## Dataset records
○ ○ ○ ○ ○

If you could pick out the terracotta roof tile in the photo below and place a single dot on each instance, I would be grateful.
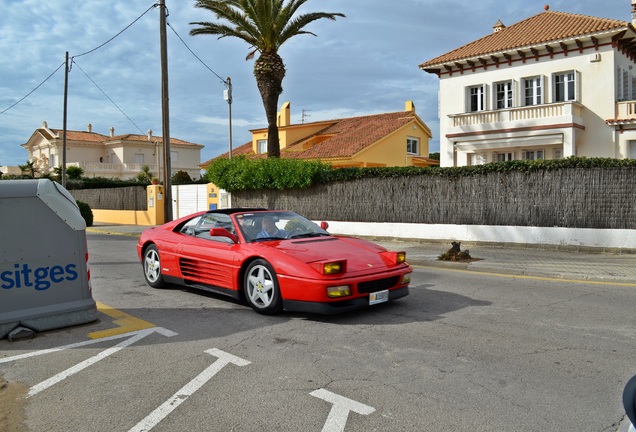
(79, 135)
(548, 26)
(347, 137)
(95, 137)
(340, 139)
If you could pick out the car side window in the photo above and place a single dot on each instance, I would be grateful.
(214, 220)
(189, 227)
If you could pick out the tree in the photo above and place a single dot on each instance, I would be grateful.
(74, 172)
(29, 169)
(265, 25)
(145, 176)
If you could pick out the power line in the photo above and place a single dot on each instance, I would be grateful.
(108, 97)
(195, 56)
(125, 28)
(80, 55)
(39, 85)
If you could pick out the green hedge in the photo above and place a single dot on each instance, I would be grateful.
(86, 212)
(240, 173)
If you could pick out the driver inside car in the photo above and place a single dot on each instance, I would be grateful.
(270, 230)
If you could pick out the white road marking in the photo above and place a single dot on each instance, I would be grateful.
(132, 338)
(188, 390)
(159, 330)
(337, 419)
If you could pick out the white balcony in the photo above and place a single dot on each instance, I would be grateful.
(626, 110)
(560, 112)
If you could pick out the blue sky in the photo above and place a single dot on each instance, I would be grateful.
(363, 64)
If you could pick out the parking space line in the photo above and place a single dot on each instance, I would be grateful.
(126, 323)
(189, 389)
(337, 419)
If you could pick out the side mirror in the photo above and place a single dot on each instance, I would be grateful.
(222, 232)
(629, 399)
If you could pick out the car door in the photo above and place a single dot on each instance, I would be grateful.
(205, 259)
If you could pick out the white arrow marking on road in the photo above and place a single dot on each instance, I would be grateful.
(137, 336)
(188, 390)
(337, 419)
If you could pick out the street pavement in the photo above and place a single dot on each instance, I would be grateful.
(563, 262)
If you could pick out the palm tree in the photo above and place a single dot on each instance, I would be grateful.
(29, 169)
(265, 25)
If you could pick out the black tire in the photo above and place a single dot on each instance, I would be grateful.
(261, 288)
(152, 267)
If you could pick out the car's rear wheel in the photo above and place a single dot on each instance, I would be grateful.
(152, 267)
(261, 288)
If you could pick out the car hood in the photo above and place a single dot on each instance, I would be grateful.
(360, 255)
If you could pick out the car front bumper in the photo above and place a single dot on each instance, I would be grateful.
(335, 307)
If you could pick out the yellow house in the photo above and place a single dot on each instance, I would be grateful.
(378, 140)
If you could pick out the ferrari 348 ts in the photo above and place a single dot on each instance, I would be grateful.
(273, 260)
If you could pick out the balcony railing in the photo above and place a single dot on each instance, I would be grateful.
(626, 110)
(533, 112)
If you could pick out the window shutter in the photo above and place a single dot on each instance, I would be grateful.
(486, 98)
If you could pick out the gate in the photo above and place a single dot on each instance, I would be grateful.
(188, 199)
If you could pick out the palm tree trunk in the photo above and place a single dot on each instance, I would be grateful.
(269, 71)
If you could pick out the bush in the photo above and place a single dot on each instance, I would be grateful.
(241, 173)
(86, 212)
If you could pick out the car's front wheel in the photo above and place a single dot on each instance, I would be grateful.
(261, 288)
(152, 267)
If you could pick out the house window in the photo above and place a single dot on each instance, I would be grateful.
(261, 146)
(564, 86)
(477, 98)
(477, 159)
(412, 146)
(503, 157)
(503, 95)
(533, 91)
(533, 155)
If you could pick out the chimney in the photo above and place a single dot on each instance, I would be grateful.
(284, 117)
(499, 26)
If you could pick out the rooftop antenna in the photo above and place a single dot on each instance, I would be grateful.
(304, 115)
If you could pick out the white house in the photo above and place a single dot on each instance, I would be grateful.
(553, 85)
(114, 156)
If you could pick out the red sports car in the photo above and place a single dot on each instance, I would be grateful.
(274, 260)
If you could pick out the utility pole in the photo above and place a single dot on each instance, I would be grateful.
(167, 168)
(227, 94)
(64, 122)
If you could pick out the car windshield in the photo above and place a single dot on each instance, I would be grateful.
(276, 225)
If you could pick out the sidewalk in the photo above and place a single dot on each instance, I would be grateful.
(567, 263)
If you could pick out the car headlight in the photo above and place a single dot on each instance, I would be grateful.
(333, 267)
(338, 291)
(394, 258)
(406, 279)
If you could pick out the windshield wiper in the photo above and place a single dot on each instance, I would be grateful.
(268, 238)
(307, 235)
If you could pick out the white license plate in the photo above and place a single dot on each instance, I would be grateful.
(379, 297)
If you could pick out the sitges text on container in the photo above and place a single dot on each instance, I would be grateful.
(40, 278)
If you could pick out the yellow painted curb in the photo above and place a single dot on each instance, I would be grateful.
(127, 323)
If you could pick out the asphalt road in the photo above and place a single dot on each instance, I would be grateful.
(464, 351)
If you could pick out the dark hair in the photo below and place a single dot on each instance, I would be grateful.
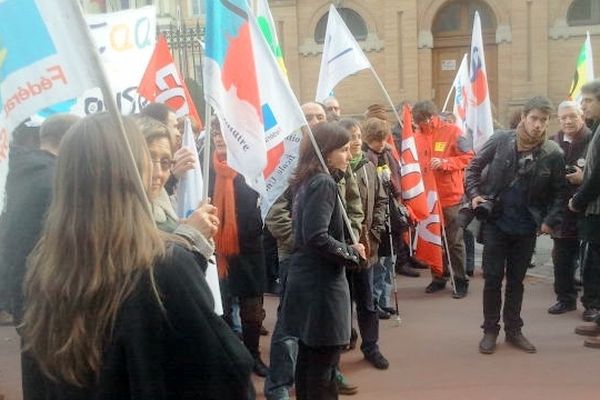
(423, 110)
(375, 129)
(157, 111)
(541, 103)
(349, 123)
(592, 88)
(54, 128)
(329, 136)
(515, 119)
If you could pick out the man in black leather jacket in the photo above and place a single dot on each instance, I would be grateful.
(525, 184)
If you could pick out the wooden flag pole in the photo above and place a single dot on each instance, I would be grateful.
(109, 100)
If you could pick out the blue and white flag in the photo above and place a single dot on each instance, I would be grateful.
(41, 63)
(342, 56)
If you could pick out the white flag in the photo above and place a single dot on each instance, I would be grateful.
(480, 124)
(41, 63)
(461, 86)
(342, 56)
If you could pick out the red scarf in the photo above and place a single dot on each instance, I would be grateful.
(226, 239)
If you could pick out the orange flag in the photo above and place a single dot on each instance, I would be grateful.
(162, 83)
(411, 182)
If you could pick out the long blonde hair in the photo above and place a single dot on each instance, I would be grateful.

○ ○ ○ ○ ○

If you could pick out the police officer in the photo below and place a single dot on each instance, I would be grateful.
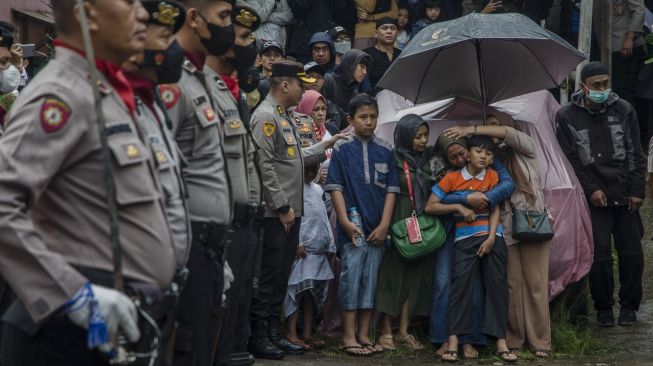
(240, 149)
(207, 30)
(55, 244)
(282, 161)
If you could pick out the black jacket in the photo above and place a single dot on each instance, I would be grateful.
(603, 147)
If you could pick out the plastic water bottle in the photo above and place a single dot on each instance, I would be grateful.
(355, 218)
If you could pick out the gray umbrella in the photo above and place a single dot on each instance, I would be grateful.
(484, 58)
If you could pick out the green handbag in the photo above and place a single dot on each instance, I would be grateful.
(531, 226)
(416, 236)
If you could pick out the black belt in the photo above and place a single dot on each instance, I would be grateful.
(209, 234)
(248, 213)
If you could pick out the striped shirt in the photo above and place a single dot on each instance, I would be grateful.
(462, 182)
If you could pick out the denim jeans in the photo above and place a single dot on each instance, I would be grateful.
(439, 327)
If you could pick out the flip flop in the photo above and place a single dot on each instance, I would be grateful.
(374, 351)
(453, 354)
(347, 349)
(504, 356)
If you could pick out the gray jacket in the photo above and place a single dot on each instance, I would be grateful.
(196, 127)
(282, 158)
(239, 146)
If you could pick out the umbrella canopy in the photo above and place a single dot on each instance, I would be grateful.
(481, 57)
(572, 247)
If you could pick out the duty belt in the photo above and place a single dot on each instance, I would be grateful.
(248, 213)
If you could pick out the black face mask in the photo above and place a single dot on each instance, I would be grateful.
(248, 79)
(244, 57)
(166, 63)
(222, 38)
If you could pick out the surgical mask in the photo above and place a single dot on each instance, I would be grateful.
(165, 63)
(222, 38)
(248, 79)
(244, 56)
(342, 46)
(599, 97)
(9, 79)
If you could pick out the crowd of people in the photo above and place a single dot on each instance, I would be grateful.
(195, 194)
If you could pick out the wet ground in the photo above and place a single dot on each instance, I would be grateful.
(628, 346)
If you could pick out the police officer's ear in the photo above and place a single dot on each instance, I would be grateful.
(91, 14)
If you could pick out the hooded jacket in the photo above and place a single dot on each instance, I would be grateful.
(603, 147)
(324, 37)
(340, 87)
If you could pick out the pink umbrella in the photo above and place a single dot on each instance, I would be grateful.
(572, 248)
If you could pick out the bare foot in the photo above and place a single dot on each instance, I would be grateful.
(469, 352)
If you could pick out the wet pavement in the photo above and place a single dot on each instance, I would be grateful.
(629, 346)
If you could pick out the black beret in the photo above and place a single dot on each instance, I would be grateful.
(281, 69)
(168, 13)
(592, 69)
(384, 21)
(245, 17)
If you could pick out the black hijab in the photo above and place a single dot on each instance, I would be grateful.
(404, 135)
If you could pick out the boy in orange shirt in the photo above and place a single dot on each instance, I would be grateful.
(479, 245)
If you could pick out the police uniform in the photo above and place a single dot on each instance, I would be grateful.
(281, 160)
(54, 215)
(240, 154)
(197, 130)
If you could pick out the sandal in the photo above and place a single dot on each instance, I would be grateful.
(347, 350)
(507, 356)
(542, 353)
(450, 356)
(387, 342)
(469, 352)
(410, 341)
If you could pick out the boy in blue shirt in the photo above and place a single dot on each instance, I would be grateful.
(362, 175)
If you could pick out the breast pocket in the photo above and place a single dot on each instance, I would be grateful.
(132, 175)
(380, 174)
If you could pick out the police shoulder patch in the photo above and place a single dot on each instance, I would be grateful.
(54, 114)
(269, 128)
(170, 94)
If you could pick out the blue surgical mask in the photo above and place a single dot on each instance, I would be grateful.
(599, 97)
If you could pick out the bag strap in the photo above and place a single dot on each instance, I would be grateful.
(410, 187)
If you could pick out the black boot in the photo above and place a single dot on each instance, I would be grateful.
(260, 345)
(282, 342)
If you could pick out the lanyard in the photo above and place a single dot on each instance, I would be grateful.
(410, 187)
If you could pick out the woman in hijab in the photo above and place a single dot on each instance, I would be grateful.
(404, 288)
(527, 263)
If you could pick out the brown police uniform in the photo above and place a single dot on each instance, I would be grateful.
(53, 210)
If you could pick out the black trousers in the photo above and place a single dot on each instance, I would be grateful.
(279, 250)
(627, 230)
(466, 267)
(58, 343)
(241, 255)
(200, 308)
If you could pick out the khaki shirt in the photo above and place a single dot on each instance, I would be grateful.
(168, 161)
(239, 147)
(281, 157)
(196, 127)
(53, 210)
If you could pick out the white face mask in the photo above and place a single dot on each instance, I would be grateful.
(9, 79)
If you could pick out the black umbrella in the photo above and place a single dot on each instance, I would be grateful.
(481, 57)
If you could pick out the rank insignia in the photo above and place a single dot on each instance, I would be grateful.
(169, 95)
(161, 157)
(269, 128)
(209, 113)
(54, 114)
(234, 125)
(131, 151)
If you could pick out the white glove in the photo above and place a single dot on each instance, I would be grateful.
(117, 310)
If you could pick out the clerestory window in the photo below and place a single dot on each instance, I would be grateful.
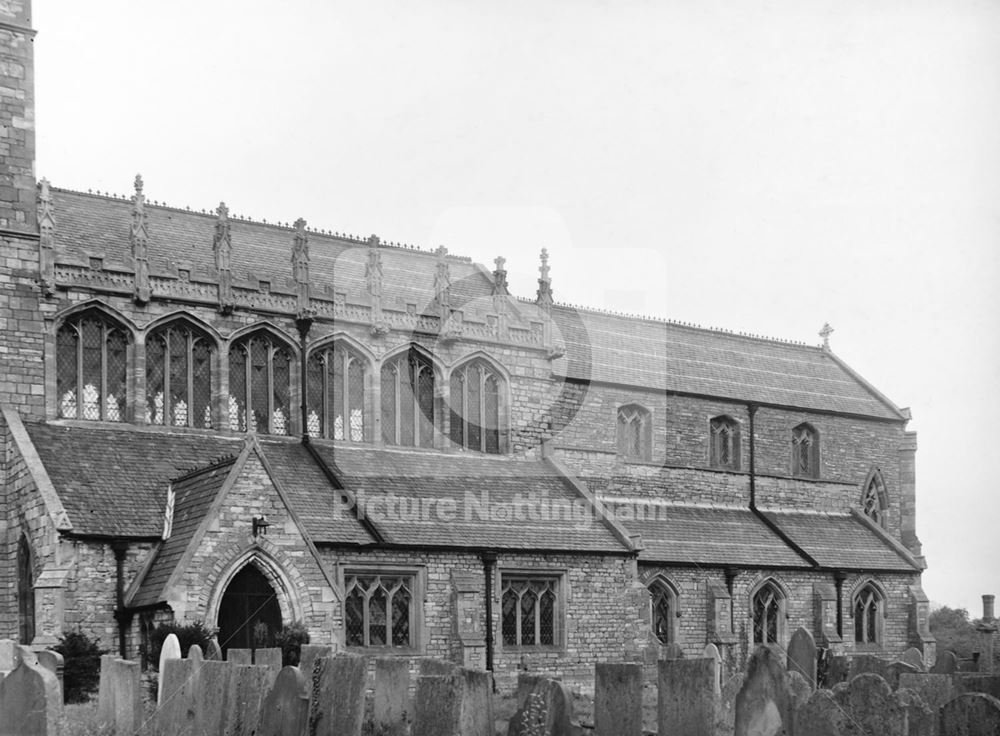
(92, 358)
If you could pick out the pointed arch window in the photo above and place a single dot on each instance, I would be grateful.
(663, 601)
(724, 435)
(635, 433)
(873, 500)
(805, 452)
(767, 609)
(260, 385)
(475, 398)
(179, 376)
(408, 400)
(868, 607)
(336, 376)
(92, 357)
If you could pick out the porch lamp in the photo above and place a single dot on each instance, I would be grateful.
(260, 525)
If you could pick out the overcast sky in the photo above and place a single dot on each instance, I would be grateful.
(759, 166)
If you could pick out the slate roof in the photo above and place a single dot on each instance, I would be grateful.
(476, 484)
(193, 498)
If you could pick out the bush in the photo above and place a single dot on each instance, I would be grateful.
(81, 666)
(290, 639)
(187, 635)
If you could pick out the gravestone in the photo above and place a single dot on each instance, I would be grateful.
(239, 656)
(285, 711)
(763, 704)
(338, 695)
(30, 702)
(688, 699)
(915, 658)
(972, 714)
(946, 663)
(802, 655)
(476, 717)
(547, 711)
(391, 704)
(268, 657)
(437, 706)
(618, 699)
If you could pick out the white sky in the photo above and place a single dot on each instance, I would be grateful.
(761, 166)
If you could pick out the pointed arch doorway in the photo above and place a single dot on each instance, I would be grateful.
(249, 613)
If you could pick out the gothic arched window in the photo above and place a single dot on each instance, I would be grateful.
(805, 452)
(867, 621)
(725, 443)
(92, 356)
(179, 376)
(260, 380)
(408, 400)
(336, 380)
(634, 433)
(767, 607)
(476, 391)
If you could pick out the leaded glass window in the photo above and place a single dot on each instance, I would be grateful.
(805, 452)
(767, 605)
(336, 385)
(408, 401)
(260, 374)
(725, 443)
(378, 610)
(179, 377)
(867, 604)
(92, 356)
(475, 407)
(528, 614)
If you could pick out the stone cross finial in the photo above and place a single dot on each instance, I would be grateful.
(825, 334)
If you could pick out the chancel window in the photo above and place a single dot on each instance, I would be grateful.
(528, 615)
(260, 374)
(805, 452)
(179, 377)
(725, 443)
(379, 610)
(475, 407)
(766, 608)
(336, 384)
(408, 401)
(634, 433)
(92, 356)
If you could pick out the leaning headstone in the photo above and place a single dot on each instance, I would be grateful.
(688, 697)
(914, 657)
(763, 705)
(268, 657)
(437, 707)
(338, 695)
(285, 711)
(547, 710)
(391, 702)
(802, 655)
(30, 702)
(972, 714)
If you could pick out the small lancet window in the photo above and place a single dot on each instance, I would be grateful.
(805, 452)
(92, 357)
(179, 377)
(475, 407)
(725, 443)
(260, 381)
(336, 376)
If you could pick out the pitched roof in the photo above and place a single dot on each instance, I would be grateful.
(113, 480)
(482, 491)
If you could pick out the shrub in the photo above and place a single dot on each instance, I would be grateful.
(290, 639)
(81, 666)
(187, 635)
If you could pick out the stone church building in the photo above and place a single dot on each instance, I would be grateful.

○ ○ ○ ○ ○

## Problem to solve
Extract from the rows above each line that contains the string "balcony". Matching is case-sensitive.

## Complete output
If you could pick out the white balcony in the photo above and place a single dot on each instance, I would be grateful.
If you could pick out the balcony railing in the photo above and place a single dot on each instance, I would be grateful.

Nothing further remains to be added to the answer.